(Excerpts from a dataset)
================
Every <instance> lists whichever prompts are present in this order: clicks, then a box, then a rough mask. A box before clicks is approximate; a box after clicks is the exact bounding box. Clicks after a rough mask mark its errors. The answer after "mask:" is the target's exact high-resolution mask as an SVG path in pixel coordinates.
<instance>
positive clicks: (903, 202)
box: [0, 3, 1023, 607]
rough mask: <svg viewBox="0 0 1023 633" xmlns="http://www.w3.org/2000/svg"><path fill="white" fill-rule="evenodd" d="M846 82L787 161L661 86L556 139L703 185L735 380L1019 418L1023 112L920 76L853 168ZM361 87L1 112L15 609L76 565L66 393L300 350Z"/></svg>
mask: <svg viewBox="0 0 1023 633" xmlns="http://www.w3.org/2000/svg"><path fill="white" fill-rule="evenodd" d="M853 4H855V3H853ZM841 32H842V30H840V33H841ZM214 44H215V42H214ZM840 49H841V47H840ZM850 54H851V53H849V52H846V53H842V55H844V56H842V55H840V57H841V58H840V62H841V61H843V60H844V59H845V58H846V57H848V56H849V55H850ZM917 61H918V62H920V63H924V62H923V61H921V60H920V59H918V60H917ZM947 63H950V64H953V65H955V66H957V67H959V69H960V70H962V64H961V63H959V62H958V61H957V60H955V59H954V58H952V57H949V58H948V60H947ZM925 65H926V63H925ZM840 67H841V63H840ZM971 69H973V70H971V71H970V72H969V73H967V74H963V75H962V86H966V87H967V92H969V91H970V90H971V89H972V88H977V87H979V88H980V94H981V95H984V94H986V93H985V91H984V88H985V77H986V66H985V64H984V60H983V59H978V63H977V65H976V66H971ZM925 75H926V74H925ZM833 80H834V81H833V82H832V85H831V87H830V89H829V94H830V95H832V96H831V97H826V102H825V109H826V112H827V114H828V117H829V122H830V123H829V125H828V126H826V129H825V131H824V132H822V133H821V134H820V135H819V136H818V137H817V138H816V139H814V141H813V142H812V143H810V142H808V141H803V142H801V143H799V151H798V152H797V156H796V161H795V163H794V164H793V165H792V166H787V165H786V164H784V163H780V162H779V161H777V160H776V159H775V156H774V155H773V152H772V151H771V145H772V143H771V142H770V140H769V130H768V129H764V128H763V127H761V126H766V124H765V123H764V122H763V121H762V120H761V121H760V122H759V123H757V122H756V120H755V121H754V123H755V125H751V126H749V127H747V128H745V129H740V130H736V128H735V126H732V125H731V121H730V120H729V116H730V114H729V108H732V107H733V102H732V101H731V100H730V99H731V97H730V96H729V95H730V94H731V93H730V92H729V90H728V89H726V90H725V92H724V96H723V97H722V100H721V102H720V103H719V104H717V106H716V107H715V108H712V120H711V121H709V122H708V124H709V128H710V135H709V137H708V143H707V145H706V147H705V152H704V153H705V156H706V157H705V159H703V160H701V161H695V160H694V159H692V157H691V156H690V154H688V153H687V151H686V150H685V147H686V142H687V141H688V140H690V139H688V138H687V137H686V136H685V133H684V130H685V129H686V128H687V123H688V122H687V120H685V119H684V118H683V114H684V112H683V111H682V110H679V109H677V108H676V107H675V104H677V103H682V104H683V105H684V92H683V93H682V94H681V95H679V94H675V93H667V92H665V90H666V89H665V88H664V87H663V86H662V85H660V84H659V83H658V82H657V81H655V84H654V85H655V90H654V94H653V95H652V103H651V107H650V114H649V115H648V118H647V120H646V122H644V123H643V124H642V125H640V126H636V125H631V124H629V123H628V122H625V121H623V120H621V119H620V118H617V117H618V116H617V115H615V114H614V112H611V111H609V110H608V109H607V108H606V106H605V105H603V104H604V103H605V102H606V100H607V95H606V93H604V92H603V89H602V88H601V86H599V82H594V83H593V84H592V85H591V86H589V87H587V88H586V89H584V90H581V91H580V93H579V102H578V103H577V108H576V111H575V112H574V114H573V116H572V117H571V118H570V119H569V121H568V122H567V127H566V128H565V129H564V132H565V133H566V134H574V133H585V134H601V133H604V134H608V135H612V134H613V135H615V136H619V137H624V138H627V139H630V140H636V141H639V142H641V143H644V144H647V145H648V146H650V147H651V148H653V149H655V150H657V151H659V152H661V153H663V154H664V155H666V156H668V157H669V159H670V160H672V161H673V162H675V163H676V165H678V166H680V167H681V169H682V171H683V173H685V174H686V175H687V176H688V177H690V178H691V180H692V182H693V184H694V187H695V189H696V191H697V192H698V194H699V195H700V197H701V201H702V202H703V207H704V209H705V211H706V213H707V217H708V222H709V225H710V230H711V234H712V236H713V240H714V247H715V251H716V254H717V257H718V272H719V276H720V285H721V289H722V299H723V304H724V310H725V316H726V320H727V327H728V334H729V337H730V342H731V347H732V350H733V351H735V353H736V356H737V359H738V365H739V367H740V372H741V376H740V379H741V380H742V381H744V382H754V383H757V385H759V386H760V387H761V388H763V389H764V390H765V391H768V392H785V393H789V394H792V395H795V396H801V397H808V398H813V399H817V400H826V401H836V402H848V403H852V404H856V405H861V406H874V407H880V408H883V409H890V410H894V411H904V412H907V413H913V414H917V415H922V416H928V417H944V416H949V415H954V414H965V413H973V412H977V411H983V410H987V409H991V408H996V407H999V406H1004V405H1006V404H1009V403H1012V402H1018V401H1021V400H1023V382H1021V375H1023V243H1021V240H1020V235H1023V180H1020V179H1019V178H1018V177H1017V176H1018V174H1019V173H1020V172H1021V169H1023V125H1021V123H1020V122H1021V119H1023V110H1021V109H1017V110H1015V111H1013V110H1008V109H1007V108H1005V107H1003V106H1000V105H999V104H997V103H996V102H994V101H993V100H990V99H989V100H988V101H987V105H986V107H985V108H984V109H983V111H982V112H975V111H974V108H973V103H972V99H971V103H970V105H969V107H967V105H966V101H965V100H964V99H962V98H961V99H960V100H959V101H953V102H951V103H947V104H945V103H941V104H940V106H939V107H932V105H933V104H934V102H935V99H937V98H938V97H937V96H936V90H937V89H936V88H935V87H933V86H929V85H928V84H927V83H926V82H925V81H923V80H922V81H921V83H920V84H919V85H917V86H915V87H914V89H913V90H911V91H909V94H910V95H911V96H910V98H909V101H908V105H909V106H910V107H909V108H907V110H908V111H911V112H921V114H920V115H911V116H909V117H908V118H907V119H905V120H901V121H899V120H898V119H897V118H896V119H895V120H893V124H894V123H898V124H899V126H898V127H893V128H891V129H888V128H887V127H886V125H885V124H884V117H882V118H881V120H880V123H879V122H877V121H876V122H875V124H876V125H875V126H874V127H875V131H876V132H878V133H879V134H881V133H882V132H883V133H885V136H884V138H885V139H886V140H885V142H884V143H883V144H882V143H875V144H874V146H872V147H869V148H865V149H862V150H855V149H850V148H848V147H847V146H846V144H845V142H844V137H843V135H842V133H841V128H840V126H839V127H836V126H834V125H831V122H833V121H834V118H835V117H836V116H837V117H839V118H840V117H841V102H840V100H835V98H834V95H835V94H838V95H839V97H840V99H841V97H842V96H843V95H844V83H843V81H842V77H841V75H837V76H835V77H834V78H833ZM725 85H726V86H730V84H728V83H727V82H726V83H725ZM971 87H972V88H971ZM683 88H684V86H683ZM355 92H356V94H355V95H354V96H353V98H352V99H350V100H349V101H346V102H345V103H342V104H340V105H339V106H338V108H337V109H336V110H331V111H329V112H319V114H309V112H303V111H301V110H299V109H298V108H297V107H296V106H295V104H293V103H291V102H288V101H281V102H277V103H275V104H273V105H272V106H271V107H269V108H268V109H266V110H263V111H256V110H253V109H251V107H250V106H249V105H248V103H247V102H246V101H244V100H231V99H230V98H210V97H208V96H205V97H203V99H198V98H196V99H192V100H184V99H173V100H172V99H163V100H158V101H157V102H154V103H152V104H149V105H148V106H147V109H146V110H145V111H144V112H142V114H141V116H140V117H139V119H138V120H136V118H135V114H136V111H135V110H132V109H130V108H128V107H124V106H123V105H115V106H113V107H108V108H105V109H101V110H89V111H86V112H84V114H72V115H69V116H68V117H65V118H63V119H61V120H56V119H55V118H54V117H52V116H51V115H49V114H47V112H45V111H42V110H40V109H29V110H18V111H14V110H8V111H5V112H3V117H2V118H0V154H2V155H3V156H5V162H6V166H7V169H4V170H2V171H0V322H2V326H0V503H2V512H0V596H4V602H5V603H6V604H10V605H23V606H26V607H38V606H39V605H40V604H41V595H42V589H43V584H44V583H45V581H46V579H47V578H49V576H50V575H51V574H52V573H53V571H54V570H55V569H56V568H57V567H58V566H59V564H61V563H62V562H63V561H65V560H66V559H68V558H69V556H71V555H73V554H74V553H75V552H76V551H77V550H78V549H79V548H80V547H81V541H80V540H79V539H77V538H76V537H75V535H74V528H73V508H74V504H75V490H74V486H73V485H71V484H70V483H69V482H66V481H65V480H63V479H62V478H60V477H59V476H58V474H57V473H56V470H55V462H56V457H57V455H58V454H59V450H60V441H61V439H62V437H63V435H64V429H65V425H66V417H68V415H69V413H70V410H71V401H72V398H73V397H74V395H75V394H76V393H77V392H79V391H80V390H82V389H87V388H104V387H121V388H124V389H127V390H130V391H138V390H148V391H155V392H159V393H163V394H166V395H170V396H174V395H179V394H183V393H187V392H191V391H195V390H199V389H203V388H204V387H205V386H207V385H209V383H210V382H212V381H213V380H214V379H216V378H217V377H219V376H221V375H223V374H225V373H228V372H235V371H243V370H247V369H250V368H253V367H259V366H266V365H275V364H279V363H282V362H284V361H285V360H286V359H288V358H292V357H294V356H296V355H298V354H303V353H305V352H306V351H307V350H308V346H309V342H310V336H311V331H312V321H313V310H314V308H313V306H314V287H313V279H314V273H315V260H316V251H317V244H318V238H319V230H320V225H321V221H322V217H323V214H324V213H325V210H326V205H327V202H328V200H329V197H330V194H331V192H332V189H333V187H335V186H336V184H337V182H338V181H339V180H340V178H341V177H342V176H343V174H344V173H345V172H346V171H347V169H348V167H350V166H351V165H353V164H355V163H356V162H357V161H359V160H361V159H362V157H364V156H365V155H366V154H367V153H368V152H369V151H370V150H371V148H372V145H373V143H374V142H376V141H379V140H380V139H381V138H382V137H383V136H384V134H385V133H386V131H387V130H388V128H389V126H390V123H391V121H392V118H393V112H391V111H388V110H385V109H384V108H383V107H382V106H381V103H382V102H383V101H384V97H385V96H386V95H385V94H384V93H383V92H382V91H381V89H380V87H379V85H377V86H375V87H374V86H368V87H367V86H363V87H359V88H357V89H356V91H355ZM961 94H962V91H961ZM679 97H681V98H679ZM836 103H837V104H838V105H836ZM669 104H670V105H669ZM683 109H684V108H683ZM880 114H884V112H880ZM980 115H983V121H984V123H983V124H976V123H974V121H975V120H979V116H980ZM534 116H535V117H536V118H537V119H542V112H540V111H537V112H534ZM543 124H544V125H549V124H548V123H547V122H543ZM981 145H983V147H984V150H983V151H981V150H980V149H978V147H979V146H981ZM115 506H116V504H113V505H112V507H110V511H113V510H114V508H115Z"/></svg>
================
Nothing but an exact copy of the lines from the start of the entries through the line containing "box: [0, 3, 1023, 607]" belongs in the response.

= Response =
Every <instance> lists whichever prompts are present in this order: clicks, then a box, then a rough mask. A box before clicks is approximate; a box after clicks is the exact bounding box. Clicks after a rough mask mark its errors. The answer after "mask:" is the target's exact high-resolution mask as an SVG path in pixel coordinates.
<instance>
positive clicks: (903, 202)
box: [0, 3, 1023, 607]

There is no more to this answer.